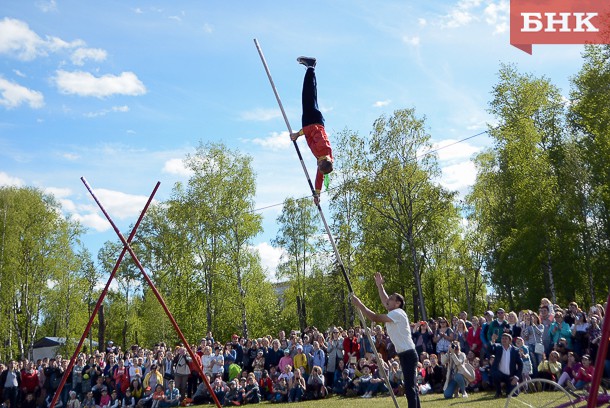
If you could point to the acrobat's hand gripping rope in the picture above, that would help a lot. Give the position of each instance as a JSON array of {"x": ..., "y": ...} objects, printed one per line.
[{"x": 330, "y": 236}]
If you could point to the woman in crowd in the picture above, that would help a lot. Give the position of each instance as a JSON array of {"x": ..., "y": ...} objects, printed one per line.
[
  {"x": 334, "y": 354},
  {"x": 297, "y": 387},
  {"x": 461, "y": 335},
  {"x": 422, "y": 337},
  {"x": 514, "y": 325},
  {"x": 532, "y": 335},
  {"x": 473, "y": 338},
  {"x": 351, "y": 348},
  {"x": 453, "y": 361},
  {"x": 569, "y": 369},
  {"x": 443, "y": 336},
  {"x": 550, "y": 369}
]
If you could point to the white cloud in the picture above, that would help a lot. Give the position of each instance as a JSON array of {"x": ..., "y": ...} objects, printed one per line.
[
  {"x": 207, "y": 28},
  {"x": 261, "y": 115},
  {"x": 176, "y": 166},
  {"x": 381, "y": 104},
  {"x": 121, "y": 205},
  {"x": 19, "y": 41},
  {"x": 92, "y": 220},
  {"x": 13, "y": 95},
  {"x": 461, "y": 15},
  {"x": 270, "y": 258},
  {"x": 95, "y": 54},
  {"x": 450, "y": 150},
  {"x": 497, "y": 15},
  {"x": 6, "y": 180},
  {"x": 46, "y": 6},
  {"x": 104, "y": 112},
  {"x": 415, "y": 40},
  {"x": 70, "y": 156},
  {"x": 276, "y": 141},
  {"x": 58, "y": 192},
  {"x": 459, "y": 177},
  {"x": 85, "y": 84},
  {"x": 61, "y": 195}
]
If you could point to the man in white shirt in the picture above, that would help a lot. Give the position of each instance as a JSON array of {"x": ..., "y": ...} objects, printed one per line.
[
  {"x": 397, "y": 325},
  {"x": 507, "y": 365}
]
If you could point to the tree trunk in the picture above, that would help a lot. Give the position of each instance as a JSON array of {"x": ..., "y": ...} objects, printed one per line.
[
  {"x": 102, "y": 328},
  {"x": 469, "y": 304},
  {"x": 124, "y": 335},
  {"x": 549, "y": 270}
]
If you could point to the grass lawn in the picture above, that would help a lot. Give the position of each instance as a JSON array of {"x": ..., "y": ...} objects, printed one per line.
[{"x": 477, "y": 400}]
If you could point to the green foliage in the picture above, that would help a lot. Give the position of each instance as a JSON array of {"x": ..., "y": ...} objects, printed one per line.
[{"x": 38, "y": 269}]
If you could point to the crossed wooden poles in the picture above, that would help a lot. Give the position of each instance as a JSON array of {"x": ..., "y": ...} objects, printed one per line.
[{"x": 127, "y": 248}]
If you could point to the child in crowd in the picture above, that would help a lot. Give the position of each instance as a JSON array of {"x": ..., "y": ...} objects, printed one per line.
[
  {"x": 73, "y": 402},
  {"x": 265, "y": 385},
  {"x": 281, "y": 391},
  {"x": 128, "y": 400},
  {"x": 89, "y": 401},
  {"x": 525, "y": 357},
  {"x": 105, "y": 399},
  {"x": 252, "y": 391}
]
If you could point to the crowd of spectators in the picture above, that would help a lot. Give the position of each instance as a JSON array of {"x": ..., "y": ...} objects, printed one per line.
[{"x": 457, "y": 356}]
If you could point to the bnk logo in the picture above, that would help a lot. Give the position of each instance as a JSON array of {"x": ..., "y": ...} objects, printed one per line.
[{"x": 558, "y": 22}]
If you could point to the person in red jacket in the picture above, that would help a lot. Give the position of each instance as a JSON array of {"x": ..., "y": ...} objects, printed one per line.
[
  {"x": 313, "y": 126},
  {"x": 29, "y": 380}
]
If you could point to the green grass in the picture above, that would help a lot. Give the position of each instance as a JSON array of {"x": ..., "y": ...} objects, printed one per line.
[{"x": 476, "y": 400}]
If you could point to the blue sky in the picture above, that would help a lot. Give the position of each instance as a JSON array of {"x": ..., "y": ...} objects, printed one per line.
[{"x": 120, "y": 91}]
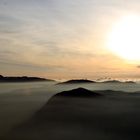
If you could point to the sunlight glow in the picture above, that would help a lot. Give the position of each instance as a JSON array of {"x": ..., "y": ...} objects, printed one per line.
[{"x": 124, "y": 39}]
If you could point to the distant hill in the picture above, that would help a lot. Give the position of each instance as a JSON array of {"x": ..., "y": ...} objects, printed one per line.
[
  {"x": 22, "y": 79},
  {"x": 78, "y": 81},
  {"x": 116, "y": 81},
  {"x": 79, "y": 92}
]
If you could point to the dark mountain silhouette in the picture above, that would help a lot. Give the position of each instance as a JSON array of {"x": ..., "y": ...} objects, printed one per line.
[
  {"x": 79, "y": 92},
  {"x": 66, "y": 118},
  {"x": 78, "y": 81},
  {"x": 22, "y": 79}
]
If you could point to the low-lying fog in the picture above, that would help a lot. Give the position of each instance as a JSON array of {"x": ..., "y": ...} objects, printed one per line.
[{"x": 19, "y": 101}]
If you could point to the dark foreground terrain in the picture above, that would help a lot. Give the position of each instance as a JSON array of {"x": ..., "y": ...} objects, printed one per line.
[{"x": 81, "y": 114}]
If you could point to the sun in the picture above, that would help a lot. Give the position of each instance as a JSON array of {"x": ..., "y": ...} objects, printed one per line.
[{"x": 124, "y": 38}]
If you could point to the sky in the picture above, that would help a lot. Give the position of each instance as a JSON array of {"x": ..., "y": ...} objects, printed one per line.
[{"x": 63, "y": 38}]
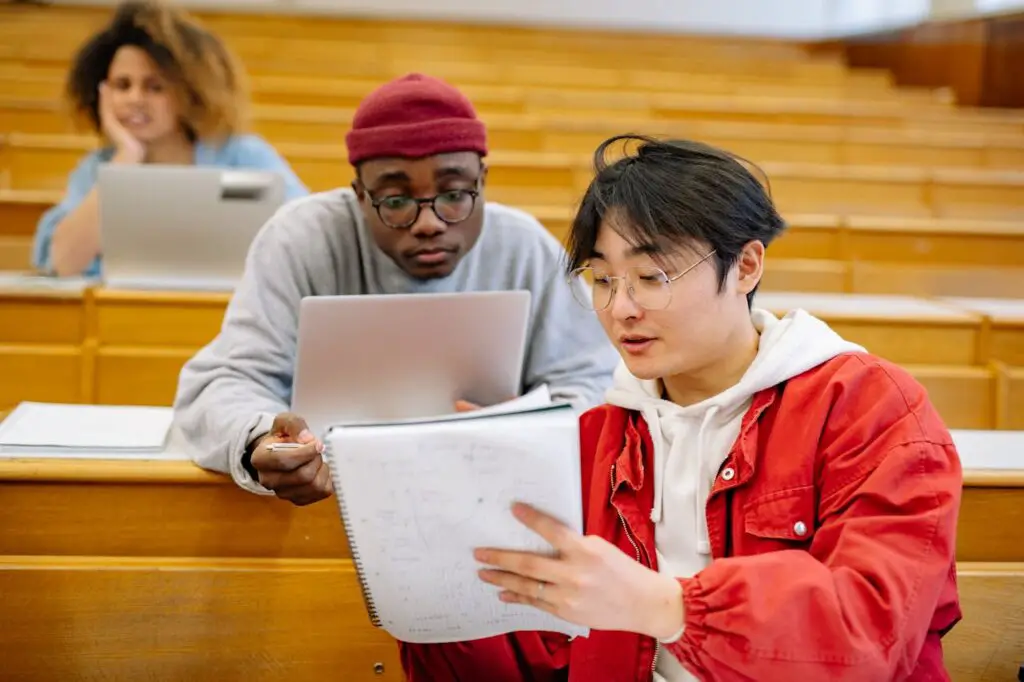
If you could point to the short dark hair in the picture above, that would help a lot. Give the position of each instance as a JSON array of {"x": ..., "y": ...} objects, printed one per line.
[
  {"x": 195, "y": 60},
  {"x": 677, "y": 193}
]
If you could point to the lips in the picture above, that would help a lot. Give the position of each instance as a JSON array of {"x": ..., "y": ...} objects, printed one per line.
[
  {"x": 431, "y": 255},
  {"x": 135, "y": 120},
  {"x": 635, "y": 344}
]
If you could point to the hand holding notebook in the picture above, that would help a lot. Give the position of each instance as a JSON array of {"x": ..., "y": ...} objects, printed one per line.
[{"x": 418, "y": 497}]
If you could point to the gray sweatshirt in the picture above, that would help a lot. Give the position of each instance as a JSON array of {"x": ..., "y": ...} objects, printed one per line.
[{"x": 229, "y": 392}]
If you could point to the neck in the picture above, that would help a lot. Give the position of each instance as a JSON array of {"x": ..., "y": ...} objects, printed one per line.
[
  {"x": 718, "y": 376},
  {"x": 175, "y": 150}
]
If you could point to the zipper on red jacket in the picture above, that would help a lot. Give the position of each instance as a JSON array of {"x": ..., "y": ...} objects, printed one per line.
[{"x": 636, "y": 548}]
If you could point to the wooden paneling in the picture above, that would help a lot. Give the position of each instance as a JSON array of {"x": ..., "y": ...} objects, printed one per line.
[
  {"x": 200, "y": 580},
  {"x": 159, "y": 510},
  {"x": 1014, "y": 408},
  {"x": 988, "y": 644},
  {"x": 158, "y": 318},
  {"x": 199, "y": 620},
  {"x": 978, "y": 58},
  {"x": 964, "y": 395},
  {"x": 915, "y": 279}
]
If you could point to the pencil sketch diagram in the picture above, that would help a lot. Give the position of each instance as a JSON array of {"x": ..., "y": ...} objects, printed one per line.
[{"x": 462, "y": 488}]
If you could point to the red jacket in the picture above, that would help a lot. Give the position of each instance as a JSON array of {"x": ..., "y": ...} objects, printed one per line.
[{"x": 833, "y": 525}]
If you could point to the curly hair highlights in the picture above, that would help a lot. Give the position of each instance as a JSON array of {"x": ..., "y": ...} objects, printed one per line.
[{"x": 209, "y": 79}]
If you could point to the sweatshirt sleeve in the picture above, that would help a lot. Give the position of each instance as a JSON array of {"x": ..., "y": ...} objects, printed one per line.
[
  {"x": 858, "y": 605},
  {"x": 80, "y": 183},
  {"x": 567, "y": 350},
  {"x": 229, "y": 392}
]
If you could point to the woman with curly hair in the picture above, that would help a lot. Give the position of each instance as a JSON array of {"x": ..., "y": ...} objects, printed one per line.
[{"x": 159, "y": 89}]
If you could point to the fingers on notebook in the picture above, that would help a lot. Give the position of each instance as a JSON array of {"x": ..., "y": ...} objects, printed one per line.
[
  {"x": 318, "y": 487},
  {"x": 292, "y": 427}
]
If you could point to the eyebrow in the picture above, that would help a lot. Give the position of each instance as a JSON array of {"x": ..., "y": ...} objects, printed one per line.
[
  {"x": 391, "y": 177},
  {"x": 450, "y": 171}
]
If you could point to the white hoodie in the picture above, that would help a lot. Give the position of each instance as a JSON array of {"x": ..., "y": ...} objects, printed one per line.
[{"x": 691, "y": 442}]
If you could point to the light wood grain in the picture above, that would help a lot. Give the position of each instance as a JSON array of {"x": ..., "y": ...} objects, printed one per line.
[
  {"x": 988, "y": 644},
  {"x": 203, "y": 620}
]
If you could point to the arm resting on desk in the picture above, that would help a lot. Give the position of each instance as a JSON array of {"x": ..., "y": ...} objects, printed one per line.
[{"x": 230, "y": 391}]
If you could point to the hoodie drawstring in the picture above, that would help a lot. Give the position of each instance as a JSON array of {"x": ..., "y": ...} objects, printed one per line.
[
  {"x": 705, "y": 479},
  {"x": 654, "y": 425}
]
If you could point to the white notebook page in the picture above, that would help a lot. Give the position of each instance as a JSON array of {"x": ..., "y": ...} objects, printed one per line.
[
  {"x": 419, "y": 499},
  {"x": 84, "y": 427}
]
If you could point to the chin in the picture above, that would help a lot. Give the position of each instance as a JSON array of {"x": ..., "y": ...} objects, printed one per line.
[
  {"x": 429, "y": 272},
  {"x": 645, "y": 369}
]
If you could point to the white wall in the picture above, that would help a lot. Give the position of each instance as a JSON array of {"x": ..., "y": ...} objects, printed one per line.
[
  {"x": 783, "y": 18},
  {"x": 796, "y": 18}
]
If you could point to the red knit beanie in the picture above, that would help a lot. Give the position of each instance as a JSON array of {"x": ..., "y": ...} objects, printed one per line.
[{"x": 413, "y": 117}]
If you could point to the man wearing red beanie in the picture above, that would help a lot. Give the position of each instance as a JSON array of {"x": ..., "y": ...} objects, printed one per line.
[{"x": 415, "y": 220}]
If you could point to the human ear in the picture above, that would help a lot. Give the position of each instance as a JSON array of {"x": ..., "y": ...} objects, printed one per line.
[{"x": 750, "y": 266}]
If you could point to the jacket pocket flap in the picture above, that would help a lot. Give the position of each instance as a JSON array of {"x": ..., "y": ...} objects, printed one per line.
[{"x": 782, "y": 515}]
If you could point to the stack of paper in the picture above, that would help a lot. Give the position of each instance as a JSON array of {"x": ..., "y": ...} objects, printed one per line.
[
  {"x": 36, "y": 429},
  {"x": 417, "y": 497}
]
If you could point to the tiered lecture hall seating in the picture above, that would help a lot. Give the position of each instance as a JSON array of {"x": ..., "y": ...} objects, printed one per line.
[{"x": 906, "y": 235}]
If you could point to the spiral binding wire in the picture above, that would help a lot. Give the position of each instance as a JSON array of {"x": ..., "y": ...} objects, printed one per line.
[{"x": 368, "y": 598}]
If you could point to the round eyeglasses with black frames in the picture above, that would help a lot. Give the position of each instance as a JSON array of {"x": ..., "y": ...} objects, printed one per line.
[{"x": 401, "y": 212}]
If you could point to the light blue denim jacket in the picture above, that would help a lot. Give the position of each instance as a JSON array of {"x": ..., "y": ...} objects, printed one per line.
[{"x": 249, "y": 152}]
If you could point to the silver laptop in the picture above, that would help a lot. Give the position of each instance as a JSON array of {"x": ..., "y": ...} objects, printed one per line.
[
  {"x": 181, "y": 226},
  {"x": 407, "y": 355}
]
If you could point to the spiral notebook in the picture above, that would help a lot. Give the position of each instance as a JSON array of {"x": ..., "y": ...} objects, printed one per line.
[{"x": 416, "y": 498}]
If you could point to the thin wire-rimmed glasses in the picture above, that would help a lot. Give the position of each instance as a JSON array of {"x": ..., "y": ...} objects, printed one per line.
[
  {"x": 401, "y": 212},
  {"x": 648, "y": 286}
]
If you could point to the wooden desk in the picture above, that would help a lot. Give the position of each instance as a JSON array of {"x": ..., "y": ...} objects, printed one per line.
[
  {"x": 42, "y": 345},
  {"x": 902, "y": 329},
  {"x": 164, "y": 571},
  {"x": 1005, "y": 326},
  {"x": 97, "y": 345},
  {"x": 19, "y": 213},
  {"x": 143, "y": 338}
]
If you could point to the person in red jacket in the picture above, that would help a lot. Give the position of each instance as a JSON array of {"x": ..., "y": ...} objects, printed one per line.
[{"x": 762, "y": 500}]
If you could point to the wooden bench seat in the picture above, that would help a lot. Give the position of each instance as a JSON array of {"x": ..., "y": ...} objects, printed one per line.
[
  {"x": 916, "y": 279},
  {"x": 1005, "y": 318},
  {"x": 19, "y": 81},
  {"x": 902, "y": 329},
  {"x": 36, "y": 162},
  {"x": 1012, "y": 393},
  {"x": 19, "y": 213},
  {"x": 108, "y": 346},
  {"x": 93, "y": 549}
]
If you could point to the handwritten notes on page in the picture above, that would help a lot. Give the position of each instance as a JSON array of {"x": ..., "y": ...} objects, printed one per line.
[{"x": 417, "y": 499}]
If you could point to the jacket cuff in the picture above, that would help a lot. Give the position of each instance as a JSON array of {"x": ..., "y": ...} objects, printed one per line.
[
  {"x": 694, "y": 615},
  {"x": 255, "y": 429}
]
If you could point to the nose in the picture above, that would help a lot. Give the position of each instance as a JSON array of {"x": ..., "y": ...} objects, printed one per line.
[
  {"x": 623, "y": 306},
  {"x": 427, "y": 223}
]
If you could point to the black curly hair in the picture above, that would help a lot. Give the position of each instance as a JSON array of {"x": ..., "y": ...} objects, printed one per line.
[{"x": 678, "y": 193}]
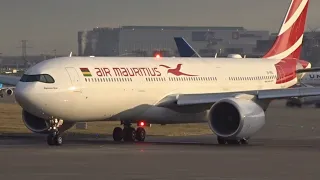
....................
▸ Job
Pull out every line in the entries above that contains the word "green", and copy each one unchanged.

▸ Final answer
If you could point to the green foliage in the picture above, that would help a lot. Give the position of each instance as a JSON array of {"x": ..., "y": ...} objects, printed one per line.
If you could point to the green grass in the picture above, that would help a lot. Give the position of each instance as a JSON array of {"x": ..., "y": ...} objects, printed one per line.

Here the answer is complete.